=== TASK INSTRUCTIONS ===
Rewrite the lines of the material below as a numbered list, omitting any blank lines.

+++ EXERCISE MATERIAL +++

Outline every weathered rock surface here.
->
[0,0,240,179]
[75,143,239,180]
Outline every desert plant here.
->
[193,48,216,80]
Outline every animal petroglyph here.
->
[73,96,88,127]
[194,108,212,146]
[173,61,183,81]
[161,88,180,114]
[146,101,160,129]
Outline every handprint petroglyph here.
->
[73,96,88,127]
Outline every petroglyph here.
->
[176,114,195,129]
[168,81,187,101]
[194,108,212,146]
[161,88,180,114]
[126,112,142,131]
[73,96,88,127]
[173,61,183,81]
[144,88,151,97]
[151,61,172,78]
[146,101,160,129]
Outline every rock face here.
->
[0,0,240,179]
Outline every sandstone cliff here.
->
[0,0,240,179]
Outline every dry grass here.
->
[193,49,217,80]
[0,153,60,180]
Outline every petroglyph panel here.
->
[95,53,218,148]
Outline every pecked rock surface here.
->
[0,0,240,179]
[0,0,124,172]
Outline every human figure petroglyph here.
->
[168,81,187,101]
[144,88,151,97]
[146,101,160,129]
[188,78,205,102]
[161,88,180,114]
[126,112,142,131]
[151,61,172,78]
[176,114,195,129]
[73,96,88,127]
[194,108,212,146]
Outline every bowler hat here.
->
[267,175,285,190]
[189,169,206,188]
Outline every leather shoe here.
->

+++

=== RESULT BELOW ===
1. Outline every weathered rock surface here.
2. ->
3. [0,0,240,179]
4. [75,143,239,180]
5. Outline every desert plant here.
6. ->
7. [193,48,216,80]
8. Outline every animal petroglyph here.
9. ->
10. [73,96,88,127]
11. [194,108,212,146]
12. [173,61,183,81]
13. [161,88,180,114]
14. [146,101,160,129]
15. Outline every handprint petroglyph here.
16. ->
17. [73,96,88,127]
18. Outline every petroglyph here.
19. ->
20. [176,114,195,129]
21. [168,81,187,101]
22. [194,108,212,146]
23. [161,88,180,114]
24. [126,112,142,131]
25. [73,96,88,127]
26. [173,61,183,81]
27. [144,88,151,97]
28. [151,61,172,78]
29. [146,101,160,129]
30. Outline every rock face here.
31. ->
32. [0,0,240,179]
33. Outline every sandstone cliff here.
34. ->
35. [0,0,240,179]
36. Outline every dry grass here.
37. ->
38. [193,49,217,80]
39. [0,153,60,180]
40. Outline every petroglyph panel here.
41. ->
42. [95,53,218,148]
43. Outline every pecked rock surface here.
44. ->
45. [0,0,240,179]
46. [0,0,124,172]
47. Outline every human figure petroglyph here.
48. ->
49. [168,81,187,101]
50. [144,88,151,97]
51. [146,101,160,129]
52. [188,78,205,102]
53. [161,88,180,114]
54. [126,112,142,131]
55. [151,61,172,78]
56. [176,114,195,129]
57. [73,96,88,127]
58. [194,108,212,146]
59. Outline every bowler hat here.
60. ->
61. [267,175,285,190]
62. [189,169,206,188]
63. Outline every leather shoe here.
64. ->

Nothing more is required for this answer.